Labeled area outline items
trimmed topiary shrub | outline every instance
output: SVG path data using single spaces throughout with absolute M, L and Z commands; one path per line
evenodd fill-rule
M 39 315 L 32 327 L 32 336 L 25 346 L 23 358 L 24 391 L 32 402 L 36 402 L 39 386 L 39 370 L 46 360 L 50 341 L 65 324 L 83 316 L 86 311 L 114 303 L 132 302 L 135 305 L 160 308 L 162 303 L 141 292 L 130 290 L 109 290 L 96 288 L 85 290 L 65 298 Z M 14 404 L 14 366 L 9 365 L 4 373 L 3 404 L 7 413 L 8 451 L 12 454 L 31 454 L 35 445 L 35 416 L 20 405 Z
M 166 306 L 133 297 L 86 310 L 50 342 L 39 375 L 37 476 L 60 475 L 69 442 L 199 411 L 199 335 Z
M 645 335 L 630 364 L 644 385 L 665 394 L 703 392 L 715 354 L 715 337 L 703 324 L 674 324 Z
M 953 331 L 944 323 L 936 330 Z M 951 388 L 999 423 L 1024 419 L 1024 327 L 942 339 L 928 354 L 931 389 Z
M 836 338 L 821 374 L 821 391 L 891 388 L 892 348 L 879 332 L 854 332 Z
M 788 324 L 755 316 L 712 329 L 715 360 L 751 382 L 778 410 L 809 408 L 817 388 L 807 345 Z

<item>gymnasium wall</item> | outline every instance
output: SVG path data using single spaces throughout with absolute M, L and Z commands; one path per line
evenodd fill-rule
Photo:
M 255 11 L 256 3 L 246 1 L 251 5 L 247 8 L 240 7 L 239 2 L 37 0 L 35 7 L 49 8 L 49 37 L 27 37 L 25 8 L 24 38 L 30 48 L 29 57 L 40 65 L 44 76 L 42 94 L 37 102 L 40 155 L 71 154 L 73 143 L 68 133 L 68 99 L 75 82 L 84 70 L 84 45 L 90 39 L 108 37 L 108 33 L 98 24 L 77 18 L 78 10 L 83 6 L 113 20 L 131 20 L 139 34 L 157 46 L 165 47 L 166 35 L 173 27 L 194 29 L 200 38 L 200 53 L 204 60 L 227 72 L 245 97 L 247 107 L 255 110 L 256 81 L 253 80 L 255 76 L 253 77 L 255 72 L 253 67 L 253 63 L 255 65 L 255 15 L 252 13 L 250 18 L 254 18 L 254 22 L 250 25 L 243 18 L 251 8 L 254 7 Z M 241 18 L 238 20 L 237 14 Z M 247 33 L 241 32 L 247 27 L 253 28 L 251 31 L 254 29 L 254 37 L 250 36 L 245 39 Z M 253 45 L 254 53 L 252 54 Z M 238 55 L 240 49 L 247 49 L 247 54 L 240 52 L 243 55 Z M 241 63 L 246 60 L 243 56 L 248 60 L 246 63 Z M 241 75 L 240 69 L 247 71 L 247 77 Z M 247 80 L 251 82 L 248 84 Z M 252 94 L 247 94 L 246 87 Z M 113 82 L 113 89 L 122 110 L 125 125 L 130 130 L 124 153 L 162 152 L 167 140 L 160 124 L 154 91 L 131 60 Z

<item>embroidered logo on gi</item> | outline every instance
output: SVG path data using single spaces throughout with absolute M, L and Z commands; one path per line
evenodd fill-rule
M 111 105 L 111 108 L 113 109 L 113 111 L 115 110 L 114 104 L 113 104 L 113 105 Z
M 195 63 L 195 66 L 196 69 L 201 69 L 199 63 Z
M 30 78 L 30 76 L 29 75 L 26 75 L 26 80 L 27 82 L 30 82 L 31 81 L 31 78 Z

Short problem
Rewrite all of the items, changing "outline every instance" to "trace each instance" and leaving everything else as is.

Output for this task
trimmed topiary shrub | trace each instance
output: SVG path data using single spaces throughout with absolute M, L and Z commands; one path per line
evenodd fill-rule
M 39 315 L 32 327 L 32 336 L 25 346 L 23 358 L 24 391 L 32 402 L 36 402 L 39 386 L 39 370 L 46 360 L 50 341 L 65 324 L 83 316 L 86 311 L 114 303 L 132 302 L 135 305 L 160 308 L 162 303 L 141 292 L 130 290 L 109 290 L 96 288 L 85 290 L 65 298 Z M 14 404 L 14 366 L 9 365 L 4 373 L 3 404 L 7 413 L 8 451 L 12 454 L 31 454 L 35 445 L 35 416 L 20 405 Z
M 166 306 L 133 297 L 86 310 L 50 342 L 39 375 L 37 476 L 60 475 L 69 442 L 199 411 L 199 335 Z
M 645 335 L 630 364 L 644 385 L 665 394 L 703 392 L 715 354 L 715 337 L 703 324 L 674 324 Z
M 953 331 L 944 323 L 936 330 Z M 951 388 L 999 423 L 1024 419 L 1024 327 L 942 339 L 928 354 L 931 389 Z
M 836 338 L 821 374 L 821 391 L 891 388 L 892 348 L 879 332 L 854 332 Z
M 788 324 L 755 316 L 712 329 L 715 360 L 751 382 L 778 410 L 809 408 L 817 388 L 807 345 Z

<item>gymnasium wall</item> | trace each instance
output: SVG path data using single spaces throughout with absolute M, L and Z commands; one path per line
evenodd fill-rule
Photo:
M 255 11 L 256 3 L 246 1 L 251 5 L 247 8 L 240 7 L 239 2 L 37 0 L 35 7 L 49 8 L 49 37 L 27 37 L 25 8 L 24 38 L 30 48 L 29 57 L 40 65 L 44 76 L 42 94 L 37 102 L 40 155 L 71 154 L 73 143 L 68 133 L 68 99 L 75 82 L 84 70 L 84 45 L 90 39 L 108 37 L 108 33 L 98 24 L 77 18 L 78 10 L 83 6 L 113 20 L 131 20 L 139 34 L 157 46 L 165 47 L 166 35 L 173 27 L 194 29 L 200 38 L 200 53 L 204 60 L 227 72 L 245 97 L 247 107 L 255 110 L 256 81 L 253 80 L 255 76 L 253 77 L 255 72 L 253 67 L 253 63 L 255 65 L 255 15 L 252 13 L 250 18 L 254 18 L 254 22 L 250 25 L 243 18 L 251 8 L 254 7 Z M 241 18 L 238 20 L 237 14 Z M 247 33 L 241 32 L 247 27 L 253 28 L 251 31 L 254 29 L 254 37 L 250 36 L 245 39 Z M 253 45 L 254 53 L 252 54 Z M 238 55 L 240 49 L 247 49 L 247 54 L 240 52 L 243 55 Z M 241 63 L 246 60 L 243 56 L 248 60 L 246 63 Z M 241 75 L 240 69 L 247 71 L 247 77 Z M 247 80 L 251 82 L 248 84 Z M 252 94 L 247 94 L 246 87 Z M 113 82 L 113 89 L 122 110 L 125 125 L 130 130 L 124 153 L 162 152 L 167 140 L 160 124 L 154 91 L 131 60 Z

<item>embroidered logo on gi</item> | trace each instance
output: SVG path data using single spaces throughout with absolute M, L and Z commands; one path per line
evenodd fill-rule
M 111 105 L 111 108 L 113 109 L 113 111 L 115 110 L 114 104 L 113 104 L 113 105 Z
M 195 63 L 195 66 L 196 69 L 201 69 L 199 63 Z
M 30 78 L 30 76 L 29 75 L 26 75 L 26 80 L 27 82 L 30 82 L 31 81 L 31 78 Z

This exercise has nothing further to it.